» **Task goal**
Copy the lines below verbatim, beginning with the line that includes "like [754, 543]." and continuing to the end; leave out everything before it.

» **Data extract**
============================================================
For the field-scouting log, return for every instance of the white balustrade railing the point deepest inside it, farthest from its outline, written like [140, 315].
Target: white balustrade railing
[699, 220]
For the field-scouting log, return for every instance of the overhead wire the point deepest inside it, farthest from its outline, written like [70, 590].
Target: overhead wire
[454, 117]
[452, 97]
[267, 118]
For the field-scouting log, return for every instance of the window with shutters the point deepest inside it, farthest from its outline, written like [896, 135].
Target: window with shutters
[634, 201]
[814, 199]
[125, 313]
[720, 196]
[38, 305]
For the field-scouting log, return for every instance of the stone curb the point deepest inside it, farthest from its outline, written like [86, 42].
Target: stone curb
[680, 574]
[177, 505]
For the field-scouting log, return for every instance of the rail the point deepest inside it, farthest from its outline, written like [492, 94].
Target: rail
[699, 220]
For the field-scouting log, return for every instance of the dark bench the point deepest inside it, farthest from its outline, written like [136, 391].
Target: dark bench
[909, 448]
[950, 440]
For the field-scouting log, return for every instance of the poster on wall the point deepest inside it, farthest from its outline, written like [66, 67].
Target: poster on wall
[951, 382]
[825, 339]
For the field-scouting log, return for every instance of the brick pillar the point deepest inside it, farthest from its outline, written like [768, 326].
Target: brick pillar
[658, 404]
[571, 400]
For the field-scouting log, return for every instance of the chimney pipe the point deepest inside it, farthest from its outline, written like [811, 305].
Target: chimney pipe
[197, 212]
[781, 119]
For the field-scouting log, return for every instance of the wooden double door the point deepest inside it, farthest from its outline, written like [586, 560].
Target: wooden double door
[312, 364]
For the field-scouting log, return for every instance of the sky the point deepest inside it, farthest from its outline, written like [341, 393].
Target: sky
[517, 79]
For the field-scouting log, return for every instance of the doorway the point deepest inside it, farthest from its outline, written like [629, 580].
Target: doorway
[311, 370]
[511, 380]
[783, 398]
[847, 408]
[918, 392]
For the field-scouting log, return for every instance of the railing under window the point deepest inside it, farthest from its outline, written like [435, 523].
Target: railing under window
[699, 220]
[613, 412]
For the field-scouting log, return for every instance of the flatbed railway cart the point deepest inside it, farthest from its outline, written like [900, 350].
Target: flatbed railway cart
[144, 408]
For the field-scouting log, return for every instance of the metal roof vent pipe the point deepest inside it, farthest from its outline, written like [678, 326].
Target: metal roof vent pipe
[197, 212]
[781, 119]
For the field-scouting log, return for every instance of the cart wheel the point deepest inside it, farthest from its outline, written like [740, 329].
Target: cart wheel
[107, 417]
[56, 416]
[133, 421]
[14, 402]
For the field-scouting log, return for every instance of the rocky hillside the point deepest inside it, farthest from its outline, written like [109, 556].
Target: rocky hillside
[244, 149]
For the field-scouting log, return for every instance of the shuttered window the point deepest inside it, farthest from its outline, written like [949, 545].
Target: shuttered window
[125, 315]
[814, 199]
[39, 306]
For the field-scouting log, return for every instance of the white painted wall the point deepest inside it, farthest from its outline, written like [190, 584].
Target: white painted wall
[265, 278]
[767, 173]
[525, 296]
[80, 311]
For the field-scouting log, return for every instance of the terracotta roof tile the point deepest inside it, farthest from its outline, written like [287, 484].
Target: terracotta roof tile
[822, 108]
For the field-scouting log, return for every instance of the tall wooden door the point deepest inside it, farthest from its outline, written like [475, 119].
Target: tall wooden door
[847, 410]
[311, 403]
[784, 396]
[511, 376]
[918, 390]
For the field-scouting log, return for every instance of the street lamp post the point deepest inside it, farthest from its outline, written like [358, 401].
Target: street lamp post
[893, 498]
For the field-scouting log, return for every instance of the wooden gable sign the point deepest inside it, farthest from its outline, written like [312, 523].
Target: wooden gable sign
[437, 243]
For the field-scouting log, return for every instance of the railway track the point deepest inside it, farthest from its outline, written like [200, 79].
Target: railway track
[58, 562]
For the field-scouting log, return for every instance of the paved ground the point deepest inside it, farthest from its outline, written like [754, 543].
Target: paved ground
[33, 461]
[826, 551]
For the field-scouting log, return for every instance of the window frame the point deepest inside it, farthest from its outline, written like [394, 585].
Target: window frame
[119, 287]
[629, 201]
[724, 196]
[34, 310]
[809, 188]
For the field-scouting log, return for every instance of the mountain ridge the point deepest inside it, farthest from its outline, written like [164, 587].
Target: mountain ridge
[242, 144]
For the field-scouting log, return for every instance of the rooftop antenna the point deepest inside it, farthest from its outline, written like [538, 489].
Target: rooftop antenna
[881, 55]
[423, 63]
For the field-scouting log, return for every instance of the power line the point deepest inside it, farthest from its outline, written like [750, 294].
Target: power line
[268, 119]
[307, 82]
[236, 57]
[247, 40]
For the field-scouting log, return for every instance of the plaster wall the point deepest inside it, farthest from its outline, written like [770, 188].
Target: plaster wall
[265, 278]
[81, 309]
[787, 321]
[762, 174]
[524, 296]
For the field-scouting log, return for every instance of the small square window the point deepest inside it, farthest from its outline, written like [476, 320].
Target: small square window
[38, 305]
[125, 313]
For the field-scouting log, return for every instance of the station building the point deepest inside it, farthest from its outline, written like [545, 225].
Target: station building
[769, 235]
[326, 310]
============================================================
» **Task result**
For the field-scouting log, return for every instance of the paved ground the point deepest inside it, farthest from its outline, written like [754, 543].
Target: paved ground
[33, 461]
[826, 551]
For the field-scouting log, return for every instance of the window frame the point deepest inside it, farthest from its outline, written like [394, 585].
Target: window frame
[119, 287]
[629, 201]
[724, 196]
[34, 310]
[809, 188]
For the field-scouting log, return for every instance of the mountain ridge the point deepest inside it, farthest from its outline, written like [164, 587].
Target: mountain ridge
[242, 144]
For the field-scouting log, return for every instance of the rooftop antenna the point deepest inside it, farthest from its outline, written like [538, 489].
Target: rooftop antenna
[881, 55]
[423, 63]
For the field-scouting log, return for every instance of the power line the point deepest inside it, farthest from its outline, written like [750, 294].
Target: power line
[268, 119]
[307, 82]
[236, 57]
[247, 40]
For the field-scouting log, return for every instance of the plaster wall the point deepest inside it, farthest from its outline, written like [770, 188].
Target: plaster wall
[265, 278]
[81, 309]
[787, 321]
[762, 174]
[524, 296]
For the field-scouting log, return for every instance of the small square window the point deepest inside it, farthest from its outline, written like [476, 320].
Target: small square window
[38, 305]
[125, 313]
For the field-scouting log, return for every instance of the station building the point deepest inside it, farthest from its outline, written like [545, 225].
Target: station building
[769, 235]
[326, 310]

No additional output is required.